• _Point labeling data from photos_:
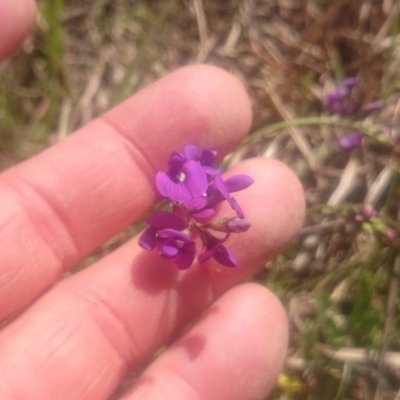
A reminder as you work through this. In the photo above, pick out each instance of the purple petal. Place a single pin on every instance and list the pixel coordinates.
(225, 257)
(205, 214)
(238, 182)
(192, 152)
(164, 220)
(190, 182)
(169, 250)
(175, 163)
(195, 204)
(208, 156)
(221, 187)
(235, 206)
(210, 171)
(238, 225)
(148, 239)
(185, 257)
(175, 235)
(203, 257)
(195, 178)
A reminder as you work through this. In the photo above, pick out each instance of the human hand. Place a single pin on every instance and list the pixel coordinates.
(79, 337)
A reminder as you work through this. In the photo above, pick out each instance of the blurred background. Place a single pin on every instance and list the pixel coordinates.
(324, 80)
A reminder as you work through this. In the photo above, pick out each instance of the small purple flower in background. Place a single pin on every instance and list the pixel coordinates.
(339, 100)
(194, 187)
(350, 141)
(373, 106)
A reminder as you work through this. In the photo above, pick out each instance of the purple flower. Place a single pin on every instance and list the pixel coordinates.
(221, 190)
(176, 245)
(156, 222)
(164, 233)
(350, 140)
(339, 100)
(194, 187)
(229, 225)
(206, 158)
(184, 180)
(215, 249)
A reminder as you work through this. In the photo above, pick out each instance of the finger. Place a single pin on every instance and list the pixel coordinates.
(110, 318)
(64, 203)
(235, 351)
(16, 21)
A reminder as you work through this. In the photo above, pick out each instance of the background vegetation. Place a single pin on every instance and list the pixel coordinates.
(340, 280)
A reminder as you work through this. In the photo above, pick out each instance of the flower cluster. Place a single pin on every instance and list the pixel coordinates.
(194, 188)
(341, 102)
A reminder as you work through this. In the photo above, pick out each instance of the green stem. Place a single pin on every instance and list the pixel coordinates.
(371, 130)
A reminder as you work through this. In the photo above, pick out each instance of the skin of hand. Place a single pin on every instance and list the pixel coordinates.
(79, 337)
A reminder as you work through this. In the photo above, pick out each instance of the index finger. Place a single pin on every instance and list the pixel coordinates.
(61, 205)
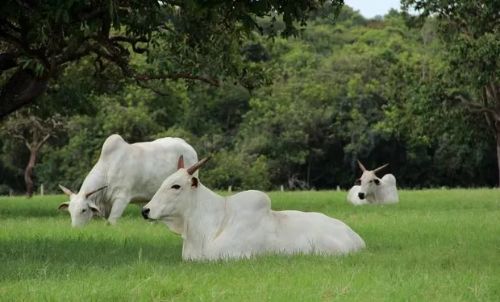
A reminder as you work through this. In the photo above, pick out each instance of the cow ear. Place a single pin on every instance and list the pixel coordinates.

• _Problem to solve_: Arrange every line of the items above as a Markdown table with the columns "No." and "Text", numbering the rows and skipping blank lines. Leave the pictures out.

• _Correct response_:
| No. | Text |
|---|---|
| 1 | A reminder as you work through this. In the photo above, pick out each instance of the purple petal. Place a single pin on every instance and list the pixel coordinates. |
| 2 | (225, 257) |
| 3 | (205, 214) |
| 4 | (238, 182) |
| 5 | (192, 152) |
| 6 | (164, 220) |
| 7 | (190, 182) |
| 8 | (169, 250) |
| 9 | (175, 163) |
| 10 | (195, 204) |
| 11 | (208, 156) |
| 12 | (221, 187) |
| 13 | (235, 206) |
| 14 | (210, 171) |
| 15 | (238, 225) |
| 16 | (148, 239) |
| 17 | (185, 257) |
| 18 | (175, 235) |
| 19 | (203, 257) |
| 20 | (195, 178) |
| 21 | A reminder as you work through this. In the photo above, pick out each instance of the human hand. Place a single pin on every instance and list the pixel coordinates. |
| 22 | (79, 337) |
| 23 | A reminder as you work through this. In the photo above, pick out each instance of the blurred background. Place a single pin on every instance and list the pixel coordinates. |
| 24 | (324, 80) |
| 25 | A reminder as you work through this. In the photo above, pick out each instance of the small purple flower in background. Place a single pin on every instance and list the pixel coordinates. |
| 26 | (339, 100) |
| 27 | (194, 187) |
| 28 | (350, 141) |
| 29 | (373, 106) |
| 30 | A reminder as you work through this. In the photo above, pick out each instance of the purple flower. Place a single pin on every instance and list the pixel coordinates. |
| 31 | (221, 190) |
| 32 | (176, 245) |
| 33 | (156, 222) |
| 34 | (164, 233) |
| 35 | (350, 140) |
| 36 | (339, 100) |
| 37 | (194, 187) |
| 38 | (229, 225) |
| 39 | (206, 158) |
| 40 | (184, 180) |
| 41 | (215, 249) |
| 42 | A reminder as you work through this. In the photo above, pick out each instance of the finger. Place a single pin on every instance and list the pixel coordinates. |
| 43 | (110, 318) |
| 44 | (64, 203) |
| 45 | (235, 351) |
| 46 | (16, 21) |
| 47 | A reminder as you work through this. In the photo above, pick out each instance of the background vegetation. Place a single pin on every instance and list the pixel coordinates. |
| 48 | (340, 280) |
| 49 | A reminder as you work through this. In the photo above, pick out each instance of the flower cluster. Place a single pin on every instance and list the pixel coordinates. |
| 50 | (194, 188) |
| 51 | (341, 102) |
| 52 | A reminder as you work through this. In the photo above, pick out each instance of the green stem. Place a single pin on every instance and list the pixel coordinates. |
| 53 | (371, 130) |
| 54 | A reminder as you work through this. In the photo above, pick out each instance of the skin of hand. Place a single pin on every instance and list the pixel coordinates. |
| 55 | (79, 337) |
| 56 | A reminder as you work through this. In the photo above, pick out each instance of the index finger. Place a single pin on every instance and list the pixel coordinates. |
| 57 | (61, 205) |
| 58 | A reminder as you work through this. In the photo above, pick out each instance of the cow ear. Place a single pin on every instance and list the pixel coordinates. |